_EXCERPT TO READ_.
=-=-=

However, conference chair and cyber security consultant Curtis Levinson said in an interview that Canada and the U.S. are “very comparable” in what they are doing to prepare their countries’ critical infrastructure for cyber attacks.  Levinson is an advisor to Ottawa as vice-president of the U.S.-based  Center for Strategic Cyberspace and Security Science, as well as the U.S. cyber defence advisor to NATO.

However, he adds that SCADA automated industrial systems in both countries are vulnerable to cyber attack.”Canada is no more ready that the U.S.,” on these devices, he said, “and there needs to be considerable investment in hardening and protecting these industrial control systems.”

All levels of government should evaluate their supply chains to identify and harden these systems, he said.

In his opening address to the conference Levinson noted that that while many organizations can live with remediation after a successful cyber attack, “we cannot afford to have attacks on critical infrastructure.”

=-=-=

_WRITTEN INSTRUCTION 1_. Which lines in the listing below contain the word "grass"? Extract each of them in full.

=-=-=

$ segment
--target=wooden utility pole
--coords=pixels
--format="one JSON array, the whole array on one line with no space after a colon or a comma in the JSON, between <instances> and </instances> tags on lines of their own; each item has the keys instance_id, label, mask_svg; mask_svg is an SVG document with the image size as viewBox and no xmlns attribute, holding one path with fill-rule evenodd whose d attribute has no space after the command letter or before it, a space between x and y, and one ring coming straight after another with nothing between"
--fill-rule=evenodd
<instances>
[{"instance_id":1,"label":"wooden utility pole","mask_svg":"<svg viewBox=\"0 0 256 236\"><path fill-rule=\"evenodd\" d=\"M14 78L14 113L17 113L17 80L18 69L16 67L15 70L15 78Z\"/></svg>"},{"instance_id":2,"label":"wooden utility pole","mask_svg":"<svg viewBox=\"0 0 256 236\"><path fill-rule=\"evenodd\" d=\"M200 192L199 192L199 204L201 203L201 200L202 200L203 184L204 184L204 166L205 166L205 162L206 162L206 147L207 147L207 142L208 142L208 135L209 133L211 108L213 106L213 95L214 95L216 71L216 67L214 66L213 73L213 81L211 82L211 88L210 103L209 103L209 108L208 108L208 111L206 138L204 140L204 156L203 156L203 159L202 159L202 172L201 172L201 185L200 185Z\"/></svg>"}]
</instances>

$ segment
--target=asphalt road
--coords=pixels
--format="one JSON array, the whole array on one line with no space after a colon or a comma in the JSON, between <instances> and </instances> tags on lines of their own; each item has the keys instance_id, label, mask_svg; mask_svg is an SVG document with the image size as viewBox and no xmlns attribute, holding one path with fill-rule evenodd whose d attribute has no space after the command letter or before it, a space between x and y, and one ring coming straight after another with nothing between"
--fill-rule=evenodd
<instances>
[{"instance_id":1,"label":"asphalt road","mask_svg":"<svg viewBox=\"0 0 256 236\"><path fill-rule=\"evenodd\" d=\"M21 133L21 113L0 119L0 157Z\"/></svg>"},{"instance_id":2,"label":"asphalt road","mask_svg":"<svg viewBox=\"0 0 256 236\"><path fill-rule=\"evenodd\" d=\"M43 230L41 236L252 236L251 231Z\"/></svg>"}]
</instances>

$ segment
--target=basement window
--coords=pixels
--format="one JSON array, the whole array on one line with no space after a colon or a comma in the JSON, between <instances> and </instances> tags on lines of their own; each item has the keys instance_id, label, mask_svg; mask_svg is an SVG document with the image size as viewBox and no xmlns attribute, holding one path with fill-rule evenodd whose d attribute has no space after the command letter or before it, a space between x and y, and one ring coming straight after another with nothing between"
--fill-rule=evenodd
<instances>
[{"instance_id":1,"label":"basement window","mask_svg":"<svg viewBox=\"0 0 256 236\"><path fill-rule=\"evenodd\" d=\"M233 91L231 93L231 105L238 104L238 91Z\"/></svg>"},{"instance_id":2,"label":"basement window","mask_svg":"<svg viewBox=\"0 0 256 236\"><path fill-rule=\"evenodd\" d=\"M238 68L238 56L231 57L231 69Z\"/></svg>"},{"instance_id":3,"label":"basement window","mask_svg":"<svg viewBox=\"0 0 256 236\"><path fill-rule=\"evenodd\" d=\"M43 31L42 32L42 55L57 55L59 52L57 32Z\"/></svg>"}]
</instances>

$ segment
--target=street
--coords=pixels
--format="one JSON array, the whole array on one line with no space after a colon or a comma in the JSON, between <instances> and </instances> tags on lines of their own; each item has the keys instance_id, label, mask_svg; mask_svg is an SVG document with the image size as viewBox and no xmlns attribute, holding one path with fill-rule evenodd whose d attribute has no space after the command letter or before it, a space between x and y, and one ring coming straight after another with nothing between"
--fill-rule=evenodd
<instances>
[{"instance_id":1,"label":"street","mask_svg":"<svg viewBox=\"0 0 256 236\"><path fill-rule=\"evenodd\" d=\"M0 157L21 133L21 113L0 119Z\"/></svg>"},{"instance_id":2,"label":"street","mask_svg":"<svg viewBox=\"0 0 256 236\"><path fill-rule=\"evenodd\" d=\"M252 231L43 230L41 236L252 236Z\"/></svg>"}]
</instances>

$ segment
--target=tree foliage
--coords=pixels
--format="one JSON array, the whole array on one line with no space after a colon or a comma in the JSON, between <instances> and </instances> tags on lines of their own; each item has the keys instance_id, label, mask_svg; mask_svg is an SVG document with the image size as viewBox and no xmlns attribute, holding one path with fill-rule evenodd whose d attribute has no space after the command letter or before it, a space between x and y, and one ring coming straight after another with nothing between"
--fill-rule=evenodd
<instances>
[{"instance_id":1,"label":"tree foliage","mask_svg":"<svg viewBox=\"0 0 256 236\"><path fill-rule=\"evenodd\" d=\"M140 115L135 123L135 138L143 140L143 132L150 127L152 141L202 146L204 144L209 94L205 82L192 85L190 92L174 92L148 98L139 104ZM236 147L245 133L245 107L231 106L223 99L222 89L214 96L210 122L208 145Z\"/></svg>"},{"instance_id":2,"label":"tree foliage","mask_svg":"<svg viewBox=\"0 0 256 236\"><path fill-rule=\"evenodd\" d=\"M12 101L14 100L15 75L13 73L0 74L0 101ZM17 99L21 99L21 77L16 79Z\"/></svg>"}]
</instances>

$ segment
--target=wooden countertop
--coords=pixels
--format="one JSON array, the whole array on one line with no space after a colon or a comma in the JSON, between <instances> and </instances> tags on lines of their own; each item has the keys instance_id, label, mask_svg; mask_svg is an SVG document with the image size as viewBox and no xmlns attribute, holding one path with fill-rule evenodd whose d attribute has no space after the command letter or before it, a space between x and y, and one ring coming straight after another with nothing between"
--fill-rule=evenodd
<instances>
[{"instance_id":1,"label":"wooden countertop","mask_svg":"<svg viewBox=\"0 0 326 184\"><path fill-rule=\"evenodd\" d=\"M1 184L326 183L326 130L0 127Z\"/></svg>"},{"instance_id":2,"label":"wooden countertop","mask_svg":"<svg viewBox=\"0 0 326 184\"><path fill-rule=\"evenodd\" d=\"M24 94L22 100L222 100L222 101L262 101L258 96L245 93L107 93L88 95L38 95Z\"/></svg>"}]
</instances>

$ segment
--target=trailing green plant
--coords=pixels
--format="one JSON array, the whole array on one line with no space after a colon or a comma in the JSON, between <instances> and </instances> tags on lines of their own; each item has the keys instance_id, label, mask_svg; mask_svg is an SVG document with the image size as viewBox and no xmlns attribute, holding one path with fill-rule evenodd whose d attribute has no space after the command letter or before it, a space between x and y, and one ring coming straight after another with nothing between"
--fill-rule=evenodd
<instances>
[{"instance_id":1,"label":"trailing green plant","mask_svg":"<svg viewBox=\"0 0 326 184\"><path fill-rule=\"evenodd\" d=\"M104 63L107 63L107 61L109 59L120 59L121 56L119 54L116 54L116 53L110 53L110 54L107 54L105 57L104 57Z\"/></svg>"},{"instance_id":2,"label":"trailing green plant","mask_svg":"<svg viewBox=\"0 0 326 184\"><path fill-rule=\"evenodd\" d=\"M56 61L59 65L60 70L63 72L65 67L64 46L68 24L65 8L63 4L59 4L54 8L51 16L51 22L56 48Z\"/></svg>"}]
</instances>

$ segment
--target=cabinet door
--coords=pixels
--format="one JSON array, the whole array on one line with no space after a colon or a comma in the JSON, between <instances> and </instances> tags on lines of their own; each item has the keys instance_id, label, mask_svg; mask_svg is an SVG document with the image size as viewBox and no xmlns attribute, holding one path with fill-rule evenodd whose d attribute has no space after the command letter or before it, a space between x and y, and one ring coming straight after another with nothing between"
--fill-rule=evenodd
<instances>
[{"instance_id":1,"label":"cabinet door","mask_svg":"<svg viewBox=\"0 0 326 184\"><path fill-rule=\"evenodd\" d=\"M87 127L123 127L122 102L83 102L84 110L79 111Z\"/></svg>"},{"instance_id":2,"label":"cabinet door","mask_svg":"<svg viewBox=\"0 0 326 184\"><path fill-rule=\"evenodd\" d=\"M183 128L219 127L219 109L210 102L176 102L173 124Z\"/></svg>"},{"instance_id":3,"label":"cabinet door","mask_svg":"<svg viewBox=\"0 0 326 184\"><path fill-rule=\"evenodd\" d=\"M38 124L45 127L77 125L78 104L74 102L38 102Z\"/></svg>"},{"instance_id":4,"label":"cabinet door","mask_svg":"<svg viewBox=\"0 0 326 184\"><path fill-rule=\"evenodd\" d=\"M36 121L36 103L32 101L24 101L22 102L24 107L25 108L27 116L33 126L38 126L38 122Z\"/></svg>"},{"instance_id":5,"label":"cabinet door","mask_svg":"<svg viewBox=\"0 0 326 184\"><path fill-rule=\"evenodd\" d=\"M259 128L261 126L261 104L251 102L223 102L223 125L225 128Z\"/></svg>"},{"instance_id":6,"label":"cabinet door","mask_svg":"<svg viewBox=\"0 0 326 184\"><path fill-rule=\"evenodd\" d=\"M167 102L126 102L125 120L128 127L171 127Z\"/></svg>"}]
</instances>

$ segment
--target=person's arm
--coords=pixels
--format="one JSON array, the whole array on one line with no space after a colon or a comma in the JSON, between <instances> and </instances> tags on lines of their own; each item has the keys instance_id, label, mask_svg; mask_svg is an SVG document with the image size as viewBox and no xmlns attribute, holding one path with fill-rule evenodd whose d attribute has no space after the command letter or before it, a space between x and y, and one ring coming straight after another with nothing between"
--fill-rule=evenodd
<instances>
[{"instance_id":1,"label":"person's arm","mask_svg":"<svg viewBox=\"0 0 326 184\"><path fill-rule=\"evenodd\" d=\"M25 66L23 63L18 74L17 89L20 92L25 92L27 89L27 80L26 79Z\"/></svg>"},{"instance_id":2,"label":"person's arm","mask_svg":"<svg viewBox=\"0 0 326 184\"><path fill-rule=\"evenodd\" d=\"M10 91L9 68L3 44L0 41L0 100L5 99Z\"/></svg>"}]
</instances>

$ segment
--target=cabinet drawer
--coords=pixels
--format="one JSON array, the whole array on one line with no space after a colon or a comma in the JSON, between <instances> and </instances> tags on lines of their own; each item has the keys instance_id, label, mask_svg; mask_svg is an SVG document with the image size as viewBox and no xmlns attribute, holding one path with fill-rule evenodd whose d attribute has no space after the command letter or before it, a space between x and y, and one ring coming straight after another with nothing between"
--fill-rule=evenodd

=-=-=

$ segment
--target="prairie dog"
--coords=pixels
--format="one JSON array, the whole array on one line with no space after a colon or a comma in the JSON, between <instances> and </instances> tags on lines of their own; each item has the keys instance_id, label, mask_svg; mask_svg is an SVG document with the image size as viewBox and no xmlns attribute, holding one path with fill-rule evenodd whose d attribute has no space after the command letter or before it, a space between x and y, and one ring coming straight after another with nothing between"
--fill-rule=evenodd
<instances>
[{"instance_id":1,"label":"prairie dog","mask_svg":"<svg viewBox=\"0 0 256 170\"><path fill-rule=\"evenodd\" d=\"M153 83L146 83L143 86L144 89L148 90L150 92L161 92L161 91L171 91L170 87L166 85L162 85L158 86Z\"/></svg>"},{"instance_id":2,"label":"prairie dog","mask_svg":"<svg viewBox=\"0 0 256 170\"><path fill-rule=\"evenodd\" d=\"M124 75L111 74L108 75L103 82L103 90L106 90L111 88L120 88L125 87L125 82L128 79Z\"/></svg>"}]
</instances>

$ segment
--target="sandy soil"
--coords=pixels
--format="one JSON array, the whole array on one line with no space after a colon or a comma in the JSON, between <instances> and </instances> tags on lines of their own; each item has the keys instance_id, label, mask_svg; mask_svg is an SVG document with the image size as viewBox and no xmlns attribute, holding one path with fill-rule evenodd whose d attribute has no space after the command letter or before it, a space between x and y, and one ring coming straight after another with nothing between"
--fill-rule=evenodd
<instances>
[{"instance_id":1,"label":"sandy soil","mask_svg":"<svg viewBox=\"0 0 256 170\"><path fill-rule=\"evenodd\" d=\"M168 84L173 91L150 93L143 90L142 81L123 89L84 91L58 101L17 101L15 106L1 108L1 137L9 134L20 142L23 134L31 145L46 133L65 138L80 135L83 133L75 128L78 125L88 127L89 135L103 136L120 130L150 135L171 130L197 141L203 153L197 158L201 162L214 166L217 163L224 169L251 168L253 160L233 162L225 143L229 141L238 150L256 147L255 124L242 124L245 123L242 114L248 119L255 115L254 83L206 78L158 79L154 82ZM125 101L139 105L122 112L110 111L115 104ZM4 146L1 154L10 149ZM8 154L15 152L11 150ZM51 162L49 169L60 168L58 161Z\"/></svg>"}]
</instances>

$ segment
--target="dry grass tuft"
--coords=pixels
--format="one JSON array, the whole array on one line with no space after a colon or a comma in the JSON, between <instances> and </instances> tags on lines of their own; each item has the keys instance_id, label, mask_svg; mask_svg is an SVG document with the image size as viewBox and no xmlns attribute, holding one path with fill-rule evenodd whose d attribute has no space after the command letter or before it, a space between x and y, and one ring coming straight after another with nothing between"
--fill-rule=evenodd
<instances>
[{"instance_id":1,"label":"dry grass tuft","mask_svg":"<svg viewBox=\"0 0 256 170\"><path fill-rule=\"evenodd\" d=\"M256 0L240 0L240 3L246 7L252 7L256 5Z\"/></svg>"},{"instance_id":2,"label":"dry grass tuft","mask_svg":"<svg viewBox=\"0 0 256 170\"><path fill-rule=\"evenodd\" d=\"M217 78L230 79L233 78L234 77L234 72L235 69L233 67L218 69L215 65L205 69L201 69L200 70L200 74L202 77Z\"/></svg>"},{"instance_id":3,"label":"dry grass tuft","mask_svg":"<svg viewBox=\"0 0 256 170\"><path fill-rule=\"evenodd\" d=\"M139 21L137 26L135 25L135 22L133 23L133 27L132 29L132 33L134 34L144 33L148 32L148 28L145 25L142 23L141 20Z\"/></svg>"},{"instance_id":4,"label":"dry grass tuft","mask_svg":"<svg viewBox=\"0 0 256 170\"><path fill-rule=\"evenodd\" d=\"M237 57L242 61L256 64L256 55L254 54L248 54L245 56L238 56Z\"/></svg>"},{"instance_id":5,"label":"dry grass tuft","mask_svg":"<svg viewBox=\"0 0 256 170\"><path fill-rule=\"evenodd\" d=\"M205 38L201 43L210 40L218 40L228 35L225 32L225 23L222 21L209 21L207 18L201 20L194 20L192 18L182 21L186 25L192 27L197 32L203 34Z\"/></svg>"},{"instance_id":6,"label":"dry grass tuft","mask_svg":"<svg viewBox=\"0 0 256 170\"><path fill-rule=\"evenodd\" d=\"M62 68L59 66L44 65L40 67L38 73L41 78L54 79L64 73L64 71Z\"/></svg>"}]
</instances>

=-=-=

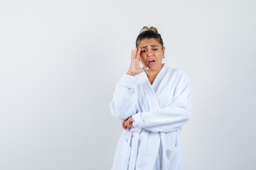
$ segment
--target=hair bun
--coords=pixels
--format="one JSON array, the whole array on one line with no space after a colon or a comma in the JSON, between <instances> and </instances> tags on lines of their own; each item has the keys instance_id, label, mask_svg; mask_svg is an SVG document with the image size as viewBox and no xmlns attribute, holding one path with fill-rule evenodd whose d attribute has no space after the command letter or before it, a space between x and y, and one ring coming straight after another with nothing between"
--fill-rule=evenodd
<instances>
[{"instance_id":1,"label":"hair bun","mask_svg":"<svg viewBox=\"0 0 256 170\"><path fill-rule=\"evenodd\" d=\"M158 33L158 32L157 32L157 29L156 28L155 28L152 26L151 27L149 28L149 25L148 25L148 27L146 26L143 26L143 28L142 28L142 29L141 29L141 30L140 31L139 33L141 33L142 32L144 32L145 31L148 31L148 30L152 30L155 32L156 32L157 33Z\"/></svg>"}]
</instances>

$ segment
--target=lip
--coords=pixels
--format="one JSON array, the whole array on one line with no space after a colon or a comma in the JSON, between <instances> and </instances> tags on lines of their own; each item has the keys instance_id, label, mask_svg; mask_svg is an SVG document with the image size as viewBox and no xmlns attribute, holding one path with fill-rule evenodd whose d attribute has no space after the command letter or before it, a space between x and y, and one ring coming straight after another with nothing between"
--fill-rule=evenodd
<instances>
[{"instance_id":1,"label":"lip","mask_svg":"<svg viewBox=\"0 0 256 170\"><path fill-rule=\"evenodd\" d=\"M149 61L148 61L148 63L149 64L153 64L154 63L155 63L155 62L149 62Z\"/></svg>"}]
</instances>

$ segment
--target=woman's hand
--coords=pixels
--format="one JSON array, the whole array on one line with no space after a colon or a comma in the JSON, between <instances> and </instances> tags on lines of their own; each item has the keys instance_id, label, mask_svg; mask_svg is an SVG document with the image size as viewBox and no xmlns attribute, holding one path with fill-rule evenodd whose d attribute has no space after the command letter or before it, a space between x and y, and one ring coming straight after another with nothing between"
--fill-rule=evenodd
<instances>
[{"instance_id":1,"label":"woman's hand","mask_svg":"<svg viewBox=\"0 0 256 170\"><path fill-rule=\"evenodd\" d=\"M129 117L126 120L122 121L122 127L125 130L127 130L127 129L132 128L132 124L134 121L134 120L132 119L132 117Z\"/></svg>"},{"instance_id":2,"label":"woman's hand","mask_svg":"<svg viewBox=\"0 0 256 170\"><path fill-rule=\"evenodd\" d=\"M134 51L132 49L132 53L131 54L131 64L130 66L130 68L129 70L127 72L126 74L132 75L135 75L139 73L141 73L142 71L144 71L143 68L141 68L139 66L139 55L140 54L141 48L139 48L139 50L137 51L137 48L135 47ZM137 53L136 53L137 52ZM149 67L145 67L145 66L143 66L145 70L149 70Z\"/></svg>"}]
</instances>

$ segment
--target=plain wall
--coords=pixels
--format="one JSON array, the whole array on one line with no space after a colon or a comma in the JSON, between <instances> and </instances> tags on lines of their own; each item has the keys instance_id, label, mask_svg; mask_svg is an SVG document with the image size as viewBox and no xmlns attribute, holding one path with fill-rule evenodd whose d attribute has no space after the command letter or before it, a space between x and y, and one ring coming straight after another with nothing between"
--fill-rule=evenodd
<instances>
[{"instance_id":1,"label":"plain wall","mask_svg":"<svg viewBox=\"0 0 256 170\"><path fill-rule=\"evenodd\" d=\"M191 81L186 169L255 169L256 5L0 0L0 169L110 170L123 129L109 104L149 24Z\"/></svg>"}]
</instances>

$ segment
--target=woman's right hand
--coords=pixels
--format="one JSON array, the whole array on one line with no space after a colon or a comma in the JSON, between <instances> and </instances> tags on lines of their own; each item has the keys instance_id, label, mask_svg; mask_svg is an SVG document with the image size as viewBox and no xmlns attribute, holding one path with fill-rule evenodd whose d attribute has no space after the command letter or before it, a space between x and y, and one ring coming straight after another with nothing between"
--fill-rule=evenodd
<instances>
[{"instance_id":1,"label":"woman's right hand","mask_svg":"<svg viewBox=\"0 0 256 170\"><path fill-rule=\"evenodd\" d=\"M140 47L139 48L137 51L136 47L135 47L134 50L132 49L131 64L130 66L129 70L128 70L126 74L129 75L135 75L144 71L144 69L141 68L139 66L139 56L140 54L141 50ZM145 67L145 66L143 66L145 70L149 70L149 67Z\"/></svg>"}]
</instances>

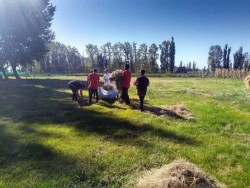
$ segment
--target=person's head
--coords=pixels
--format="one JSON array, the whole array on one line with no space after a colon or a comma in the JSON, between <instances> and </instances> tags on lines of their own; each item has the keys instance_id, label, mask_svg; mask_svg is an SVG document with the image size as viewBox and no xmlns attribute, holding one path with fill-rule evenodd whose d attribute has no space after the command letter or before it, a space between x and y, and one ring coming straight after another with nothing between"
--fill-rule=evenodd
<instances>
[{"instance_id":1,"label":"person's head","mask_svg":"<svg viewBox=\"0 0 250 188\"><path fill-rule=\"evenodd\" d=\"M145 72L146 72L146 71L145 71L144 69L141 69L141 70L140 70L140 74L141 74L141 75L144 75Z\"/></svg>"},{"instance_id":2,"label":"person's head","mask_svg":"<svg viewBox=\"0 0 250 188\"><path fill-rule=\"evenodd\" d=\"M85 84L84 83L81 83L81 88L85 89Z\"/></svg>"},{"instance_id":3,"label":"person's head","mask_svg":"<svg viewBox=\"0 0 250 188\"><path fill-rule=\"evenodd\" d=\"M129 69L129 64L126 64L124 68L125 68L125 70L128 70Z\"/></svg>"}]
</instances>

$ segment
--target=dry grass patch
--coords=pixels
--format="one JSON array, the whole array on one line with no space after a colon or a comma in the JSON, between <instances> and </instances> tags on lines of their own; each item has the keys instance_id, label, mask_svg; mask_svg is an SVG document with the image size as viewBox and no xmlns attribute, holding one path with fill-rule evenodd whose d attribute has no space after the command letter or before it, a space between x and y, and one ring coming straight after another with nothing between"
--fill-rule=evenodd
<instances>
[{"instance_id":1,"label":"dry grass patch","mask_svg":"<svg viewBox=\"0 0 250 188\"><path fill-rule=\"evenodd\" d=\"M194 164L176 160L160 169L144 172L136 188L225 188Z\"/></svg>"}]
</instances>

=-=-=

_WRITTEN INSTRUCTION 2_. What roles or titles does the excerpt above on cyber attacks and critical infrastructure give Curtis Levinson? List all of them.

_TASK RESULT 1_.
--target="dry grass tuft"
[{"instance_id":1,"label":"dry grass tuft","mask_svg":"<svg viewBox=\"0 0 256 170\"><path fill-rule=\"evenodd\" d=\"M256 0L240 0L240 3L246 7L252 7L256 5Z\"/></svg>"},{"instance_id":2,"label":"dry grass tuft","mask_svg":"<svg viewBox=\"0 0 256 170\"><path fill-rule=\"evenodd\" d=\"M217 78L230 79L233 78L234 77L234 72L235 69L233 67L218 69L215 65L205 69L201 69L200 70L200 74L202 77Z\"/></svg>"},{"instance_id":3,"label":"dry grass tuft","mask_svg":"<svg viewBox=\"0 0 256 170\"><path fill-rule=\"evenodd\" d=\"M139 21L137 26L135 25L135 22L133 23L133 27L132 29L132 33L134 34L144 33L148 32L148 28L145 25L142 23L141 20Z\"/></svg>"},{"instance_id":4,"label":"dry grass tuft","mask_svg":"<svg viewBox=\"0 0 256 170\"><path fill-rule=\"evenodd\" d=\"M237 57L242 61L256 64L256 55L254 54L248 54L245 56L238 56Z\"/></svg>"},{"instance_id":5,"label":"dry grass tuft","mask_svg":"<svg viewBox=\"0 0 256 170\"><path fill-rule=\"evenodd\" d=\"M205 38L201 43L210 40L218 40L228 35L225 32L225 23L222 21L209 21L207 18L201 20L194 20L192 18L182 21L186 25L192 27L197 32L203 34Z\"/></svg>"},{"instance_id":6,"label":"dry grass tuft","mask_svg":"<svg viewBox=\"0 0 256 170\"><path fill-rule=\"evenodd\" d=\"M62 68L59 66L44 65L40 67L38 73L41 78L54 79L64 73L64 71Z\"/></svg>"}]
--target=dry grass patch
[{"instance_id":1,"label":"dry grass patch","mask_svg":"<svg viewBox=\"0 0 250 188\"><path fill-rule=\"evenodd\" d=\"M194 164L176 160L160 169L144 172L136 188L225 188Z\"/></svg>"}]

_TASK RESULT 2_.
- conference chair
- cyber security consultant
- advisor to Ottawa
- vice-president of the U.S.-based Center for Strategic Cyberspace and Security Science
- U.S. cyber defence advisor to NATO